[Location annotation dataset excerpts]
__________

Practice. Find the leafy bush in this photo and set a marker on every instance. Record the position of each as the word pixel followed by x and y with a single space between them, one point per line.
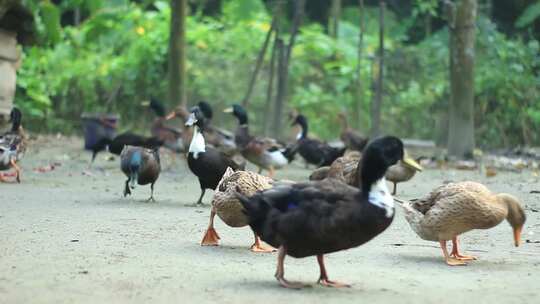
pixel 118 57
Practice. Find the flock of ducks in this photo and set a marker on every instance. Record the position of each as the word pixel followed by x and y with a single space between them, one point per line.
pixel 345 204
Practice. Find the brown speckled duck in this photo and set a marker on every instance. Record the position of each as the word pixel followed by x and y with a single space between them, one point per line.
pixel 455 208
pixel 344 169
pixel 228 207
pixel 402 172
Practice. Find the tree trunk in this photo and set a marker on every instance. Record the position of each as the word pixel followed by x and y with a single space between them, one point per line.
pixel 335 14
pixel 462 34
pixel 270 89
pixel 281 87
pixel 284 55
pixel 359 83
pixel 377 103
pixel 258 64
pixel 177 53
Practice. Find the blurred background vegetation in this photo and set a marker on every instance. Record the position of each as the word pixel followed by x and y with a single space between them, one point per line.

__________

WORK TO BE COMPLETED >>
Everything from the line that contains "Practice. Find the tree" through the end of the records must be duplicated exactly, and nothing outside that range.

COMPLETE OUTPUT >>
Practice. Find the tree trunk in this photo and set a marker on every instance. Record the position of each as the word pixel followed by x and y with a single space between them, one point per line.
pixel 335 14
pixel 462 34
pixel 270 89
pixel 281 87
pixel 284 55
pixel 359 83
pixel 377 103
pixel 258 64
pixel 177 53
Practice. Find the blurred background vegetation in this photo and set a marker on every instance. Record the position of each as the word pixel followed by x and y with a single space between them, one point per line.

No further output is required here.